▸ **課題 1**:
データセットの行のうち、「Annotate the corner」を含む行から「<point>683,898</point>」を含む行までの範囲（両端を含む）だけを、1行も省かずに書き出してください。その際、解答として示された点座標の数値のみを0.6倍に縮尺し、整数に四捨五入（0.5は切り上げ）してください。

前半はどうやって楽譜に書いているのか判らない難解さで、その分、緊張感が半端ない。やがて判りやすくも迫力の映画音楽に至り、教授も息を切らせながらの熱演振り。YMOの時代から既に遠く、美しくもすっかり白髪なのに、表情は生き生きと豊かで、お歳を召されているようにはまったく見えない。尚も生きておられるかのような存在感。音楽は音を楽しむものと云うものの、せめて映像で演ずる姿を見るのはやはり楽しいですね。
映画音楽というものは、いわば、時に映画の背景・壁紙でしかなく、オーケストラの演奏者はそれの更に縁の下の存在。でも実際に演奏するその姿は更に素晴らしく、裏方などと聞き流すには勿体ないと再認識。観客からブラボーの声と万雷の拍手を受け、それに大いに応えつつも、自分自身も大いにオーケストラの皆さんを讃える、その「教授」のお姿が印象的でした。

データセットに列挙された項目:

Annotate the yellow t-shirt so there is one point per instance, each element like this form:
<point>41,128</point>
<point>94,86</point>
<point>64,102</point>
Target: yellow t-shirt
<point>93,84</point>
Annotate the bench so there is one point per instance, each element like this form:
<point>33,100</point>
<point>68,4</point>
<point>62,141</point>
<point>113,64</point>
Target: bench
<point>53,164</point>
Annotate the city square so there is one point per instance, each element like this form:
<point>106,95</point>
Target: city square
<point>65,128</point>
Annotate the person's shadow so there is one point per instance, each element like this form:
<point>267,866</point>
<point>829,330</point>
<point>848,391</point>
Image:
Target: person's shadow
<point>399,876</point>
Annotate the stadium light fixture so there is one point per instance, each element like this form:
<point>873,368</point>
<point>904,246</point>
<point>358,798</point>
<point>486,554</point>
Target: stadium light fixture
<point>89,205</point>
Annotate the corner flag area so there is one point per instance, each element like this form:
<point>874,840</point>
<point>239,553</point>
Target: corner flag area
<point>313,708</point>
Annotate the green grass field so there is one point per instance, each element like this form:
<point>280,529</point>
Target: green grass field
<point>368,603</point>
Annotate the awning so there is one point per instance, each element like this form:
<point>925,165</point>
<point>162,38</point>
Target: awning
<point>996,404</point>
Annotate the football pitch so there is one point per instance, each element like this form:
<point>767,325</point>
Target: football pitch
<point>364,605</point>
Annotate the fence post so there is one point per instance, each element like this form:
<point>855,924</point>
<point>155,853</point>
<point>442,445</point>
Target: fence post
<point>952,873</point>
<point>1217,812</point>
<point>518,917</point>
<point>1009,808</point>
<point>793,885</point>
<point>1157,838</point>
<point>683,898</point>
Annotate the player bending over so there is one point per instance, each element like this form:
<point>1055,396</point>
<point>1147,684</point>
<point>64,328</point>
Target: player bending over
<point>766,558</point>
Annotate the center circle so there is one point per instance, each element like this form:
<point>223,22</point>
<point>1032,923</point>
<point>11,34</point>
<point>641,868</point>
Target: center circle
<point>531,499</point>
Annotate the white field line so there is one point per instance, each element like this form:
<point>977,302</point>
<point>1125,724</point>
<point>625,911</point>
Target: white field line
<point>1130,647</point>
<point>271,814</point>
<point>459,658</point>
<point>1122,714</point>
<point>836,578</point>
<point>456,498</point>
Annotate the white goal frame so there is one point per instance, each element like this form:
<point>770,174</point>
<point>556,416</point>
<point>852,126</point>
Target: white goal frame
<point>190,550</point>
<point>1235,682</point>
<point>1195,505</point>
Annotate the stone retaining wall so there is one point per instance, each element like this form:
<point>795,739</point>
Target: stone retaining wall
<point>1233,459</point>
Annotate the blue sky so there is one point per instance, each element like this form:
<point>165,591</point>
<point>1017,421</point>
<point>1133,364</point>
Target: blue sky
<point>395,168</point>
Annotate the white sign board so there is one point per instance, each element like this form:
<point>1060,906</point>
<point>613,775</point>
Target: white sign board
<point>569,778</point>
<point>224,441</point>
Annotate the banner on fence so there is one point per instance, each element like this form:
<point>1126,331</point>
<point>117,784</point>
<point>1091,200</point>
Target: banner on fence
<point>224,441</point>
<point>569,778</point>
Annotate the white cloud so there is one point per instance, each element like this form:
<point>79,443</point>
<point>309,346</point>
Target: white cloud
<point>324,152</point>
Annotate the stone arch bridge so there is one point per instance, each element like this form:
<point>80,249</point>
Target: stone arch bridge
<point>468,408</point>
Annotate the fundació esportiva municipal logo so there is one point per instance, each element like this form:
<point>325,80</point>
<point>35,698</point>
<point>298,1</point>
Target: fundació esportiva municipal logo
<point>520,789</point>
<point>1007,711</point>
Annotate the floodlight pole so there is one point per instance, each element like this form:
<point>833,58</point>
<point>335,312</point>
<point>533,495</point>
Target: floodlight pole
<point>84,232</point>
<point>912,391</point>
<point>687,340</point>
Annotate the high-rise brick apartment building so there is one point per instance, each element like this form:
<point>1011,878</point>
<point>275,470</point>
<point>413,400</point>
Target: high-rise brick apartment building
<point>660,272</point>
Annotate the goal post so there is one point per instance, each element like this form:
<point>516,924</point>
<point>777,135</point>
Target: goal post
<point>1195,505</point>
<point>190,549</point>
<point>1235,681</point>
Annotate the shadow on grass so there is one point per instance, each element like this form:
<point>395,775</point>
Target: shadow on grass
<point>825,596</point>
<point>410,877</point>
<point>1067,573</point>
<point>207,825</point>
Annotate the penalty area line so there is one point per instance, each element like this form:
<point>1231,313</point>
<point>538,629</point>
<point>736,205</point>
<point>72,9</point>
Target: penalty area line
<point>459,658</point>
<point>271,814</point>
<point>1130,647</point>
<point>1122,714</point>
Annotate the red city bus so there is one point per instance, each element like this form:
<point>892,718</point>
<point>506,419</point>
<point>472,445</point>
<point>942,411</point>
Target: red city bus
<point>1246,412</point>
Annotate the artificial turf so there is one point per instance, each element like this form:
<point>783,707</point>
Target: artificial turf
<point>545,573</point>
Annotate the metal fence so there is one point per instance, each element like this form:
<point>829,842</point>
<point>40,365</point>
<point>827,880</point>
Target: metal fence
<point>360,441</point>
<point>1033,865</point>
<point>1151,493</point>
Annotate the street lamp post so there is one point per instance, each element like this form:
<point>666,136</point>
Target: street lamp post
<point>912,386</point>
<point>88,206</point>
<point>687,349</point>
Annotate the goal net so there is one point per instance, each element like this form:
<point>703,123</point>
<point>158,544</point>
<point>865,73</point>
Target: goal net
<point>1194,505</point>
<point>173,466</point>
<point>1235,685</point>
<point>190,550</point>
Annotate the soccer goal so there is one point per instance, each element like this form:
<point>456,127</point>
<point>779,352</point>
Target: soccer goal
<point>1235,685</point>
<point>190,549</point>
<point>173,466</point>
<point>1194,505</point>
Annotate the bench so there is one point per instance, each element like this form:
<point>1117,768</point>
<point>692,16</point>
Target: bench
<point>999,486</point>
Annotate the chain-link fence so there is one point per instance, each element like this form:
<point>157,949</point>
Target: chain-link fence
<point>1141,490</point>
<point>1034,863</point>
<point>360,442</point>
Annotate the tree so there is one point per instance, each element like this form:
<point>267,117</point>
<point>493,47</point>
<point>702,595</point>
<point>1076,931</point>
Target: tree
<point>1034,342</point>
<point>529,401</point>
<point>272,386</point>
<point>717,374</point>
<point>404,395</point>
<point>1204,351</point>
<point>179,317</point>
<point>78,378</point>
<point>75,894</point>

▸ **課題 2**:
上の記事から、「前半はどうやって楽譜に書いて」から「教授」のお姿が印象的でした。」までの範囲を一字一句変えずに書き写してください。

▸ **最終結果 1**:
Annotate the corner flag area so there is one point per instance, each element like this form:
<point>874,840</point>
<point>239,553</point>
Target: corner flag area
<point>188,425</point>
Annotate the green grass field so there is one point per instance, each element like this form:
<point>280,529</point>
Target: green grass field
<point>221,362</point>
Annotate the awning so there is one point per instance, each element like this form:
<point>925,165</point>
<point>162,38</point>
Target: awning
<point>598,242</point>
Annotate the football pitch so there is one point per instance, each element like this form:
<point>767,325</point>
Target: football pitch
<point>218,363</point>
Annotate the fence post so there is one point per instance, each element like this form:
<point>855,924</point>
<point>155,853</point>
<point>442,445</point>
Target: fence post
<point>571,524</point>
<point>730,487</point>
<point>311,550</point>
<point>605,485</point>
<point>476,531</point>
<point>694,503</point>
<point>410,539</point>

▸ **最終結果 2**:
前半はどうやって楽譜に書いているのか判らない難解さで、その分、緊張感が半端ない。やがて判りやすくも迫力の映画音楽に至り、教授も息を切らせながらの熱演振り。YMOの時代から既に遠く、美しくもすっかり白髪なのに、表情は生き生きと豊かで、お歳を召されているようにはまったく見えない。尚も生きておられるかのような存在感。音楽は音を楽しむものと云うものの、せめて映像で演ずる姿を見るのはやはり楽しいですね。
映画音楽というものは、いわば、時に映画の背景・壁紙でしかなく、オーケストラの演奏者はそれの更に縁の下の存在。でも実際に演奏するその姿は更に素晴らしく、裏方などと聞き流すには勿体ないと再認識。観客からブラボーの声と万雷の拍手を受け、それに大いに応えつつも、自分自身も大いにオーケストラの皆さんを讃える、その「教授」のお姿が印象的でした。